> [Work instructions]: Each record should be retyped word for word.
The data: Begin
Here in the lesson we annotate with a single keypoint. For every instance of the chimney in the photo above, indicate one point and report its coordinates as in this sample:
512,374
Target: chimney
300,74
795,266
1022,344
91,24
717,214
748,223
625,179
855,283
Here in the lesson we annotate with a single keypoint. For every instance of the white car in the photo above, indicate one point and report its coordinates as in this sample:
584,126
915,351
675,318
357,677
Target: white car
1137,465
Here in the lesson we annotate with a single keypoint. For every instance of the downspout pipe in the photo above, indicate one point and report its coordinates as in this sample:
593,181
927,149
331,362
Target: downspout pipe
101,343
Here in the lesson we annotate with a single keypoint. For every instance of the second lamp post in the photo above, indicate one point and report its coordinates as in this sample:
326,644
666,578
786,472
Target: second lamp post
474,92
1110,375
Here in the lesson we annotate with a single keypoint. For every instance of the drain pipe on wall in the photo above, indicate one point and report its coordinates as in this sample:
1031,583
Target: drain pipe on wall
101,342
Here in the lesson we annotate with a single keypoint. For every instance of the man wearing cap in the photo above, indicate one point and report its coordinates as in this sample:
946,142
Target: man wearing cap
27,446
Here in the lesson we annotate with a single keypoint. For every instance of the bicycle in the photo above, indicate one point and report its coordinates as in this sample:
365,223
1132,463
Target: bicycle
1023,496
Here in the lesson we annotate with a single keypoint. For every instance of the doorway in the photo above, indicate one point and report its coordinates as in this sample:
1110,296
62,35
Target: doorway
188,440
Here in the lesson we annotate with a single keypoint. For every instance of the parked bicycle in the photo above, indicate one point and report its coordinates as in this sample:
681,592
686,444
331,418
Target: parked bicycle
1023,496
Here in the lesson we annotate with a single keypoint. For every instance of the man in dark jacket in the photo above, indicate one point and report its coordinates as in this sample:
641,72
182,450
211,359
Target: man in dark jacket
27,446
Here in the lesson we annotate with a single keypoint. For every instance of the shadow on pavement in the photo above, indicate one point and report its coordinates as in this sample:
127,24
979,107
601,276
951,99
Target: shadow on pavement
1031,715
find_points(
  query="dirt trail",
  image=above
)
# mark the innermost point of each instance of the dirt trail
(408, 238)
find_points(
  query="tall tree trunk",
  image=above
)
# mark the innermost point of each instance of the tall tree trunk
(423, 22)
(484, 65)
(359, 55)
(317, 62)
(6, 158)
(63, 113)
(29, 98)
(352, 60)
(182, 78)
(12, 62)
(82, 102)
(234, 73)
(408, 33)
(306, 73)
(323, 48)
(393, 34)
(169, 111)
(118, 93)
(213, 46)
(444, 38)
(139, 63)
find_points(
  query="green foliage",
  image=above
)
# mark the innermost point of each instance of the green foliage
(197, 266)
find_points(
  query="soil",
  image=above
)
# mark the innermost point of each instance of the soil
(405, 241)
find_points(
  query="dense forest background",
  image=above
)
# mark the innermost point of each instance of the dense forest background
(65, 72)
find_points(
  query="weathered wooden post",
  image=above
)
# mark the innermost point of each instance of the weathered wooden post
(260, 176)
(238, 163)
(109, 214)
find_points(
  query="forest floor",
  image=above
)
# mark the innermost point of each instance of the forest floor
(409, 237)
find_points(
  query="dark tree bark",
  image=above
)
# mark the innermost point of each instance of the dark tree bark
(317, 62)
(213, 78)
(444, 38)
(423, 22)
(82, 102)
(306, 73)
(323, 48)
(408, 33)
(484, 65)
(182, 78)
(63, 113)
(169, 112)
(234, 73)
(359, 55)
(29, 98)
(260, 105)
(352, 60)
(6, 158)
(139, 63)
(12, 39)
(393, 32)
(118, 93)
The data: End
> [Solved problem]:
Here in the lesson we annotate with a single keypoint. For every instance of the chimney in the photo above, indicate one point and report its coordinates as in this sample:
512,374
Target: chimney
300,74
795,266
1022,344
91,24
717,214
748,223
625,179
855,283
Here in the lesson we annotate with a single keypoint. For every instance of the white car in the photo above, indicate one point and report its coordinates as in this sample:
584,126
915,351
675,318
357,677
Target: white car
1137,465
Here in the lesson we annotate with a single keypoint. For every instance of the downspout pipe in the photo above, indicate one point and report its coordinates as in this sample:
593,181
927,149
331,362
Target: downspout pipe
101,343
Here in the lesson we annotate with a single keypoint. For every instance of the second lamp post in the photo above, indicate one point and report its coordinates as in this sample:
326,644
666,578
786,472
Target: second lamp post
474,92
1110,375
Here in the lesson we annotate with a single keypoint. For every instance of the drain pipe on wall in the photo above, indicate one point and report its coordinates as in this sample:
1031,583
Target: drain pipe on wall
101,342
Here in the lesson we annotate with a single keypoint. For every instance of the man wearing cap in the photo above, indicate one point and report its coordinates as in this sample:
946,142
Target: man wearing cap
27,446
Here in the lesson we annotate with a single keypoint. For every instance of the bicycle in the photo above, indicate one point and report its coordinates as in this sample:
365,223
1132,463
Target: bicycle
1023,496
Here in the lesson we annotate with a single keypoint. For every instance of the doorway in the photo above, indicate one point and report its coordinates as in this sample:
1110,296
62,35
Target: doorway
188,440
Here in the lesson we annotate with a single keypoint. For every instance of the parked bicycle in the photo above, indicate one point and report its coordinates as in this sample:
681,592
686,444
331,418
Target: parked bicycle
1023,496
Here in the lesson we annotate with a single keypoint. For every instance of the man in dark jacket in the photo above, indicate one point and report its coordinates as in this sample:
641,72
182,450
211,359
Target: man in dark jacket
27,446
Here in the lesson we annotate with a single keypoint. For every instance of the shadow on pavement in the photo above, indicate one point and report its coordinates as in this sample:
127,24
979,107
601,276
951,99
Target: shadow on pavement
1031,715
find_points(
  query="dirt trail",
  image=above
)
# mark the innermost point of each instance of the dirt trail
(408, 238)
find_points(
  query="tall tree trunk",
  image=above
)
# mark the innermost point of each instance of the tall tree trunk
(423, 22)
(484, 65)
(359, 55)
(317, 62)
(6, 158)
(63, 113)
(29, 98)
(352, 60)
(182, 78)
(12, 62)
(82, 102)
(234, 73)
(408, 33)
(306, 73)
(323, 48)
(393, 34)
(169, 111)
(118, 93)
(213, 46)
(444, 38)
(139, 63)
find_points(
  query="green foliage",
  image=above
)
# mark the innermost point of each instance of the green foliage
(197, 266)
find_points(
  query="soil",
  image=above
)
# mark the innermost point of each instance of the soil
(405, 241)
find_points(
  query="dense forest background",
  image=above
)
# mark the innermost point of each instance of the dense forest background
(65, 72)
find_points(
  query="weathered wooden post",
  image=above
)
# mark the innermost point of each instance of the weathered wooden post
(260, 176)
(238, 163)
(109, 214)
find_points(
  query="forest floor",
  image=above
)
# mark the innermost point of each instance of the forest floor
(409, 237)
find_points(
  query="dark tree bark",
  image=above
)
# mark the innermost point of each instance of the dark tree bark
(317, 62)
(213, 78)
(444, 38)
(423, 22)
(82, 102)
(306, 73)
(323, 48)
(408, 33)
(484, 65)
(182, 78)
(63, 113)
(169, 112)
(234, 73)
(359, 55)
(29, 98)
(260, 105)
(352, 60)
(6, 158)
(139, 63)
(12, 39)
(393, 32)
(118, 93)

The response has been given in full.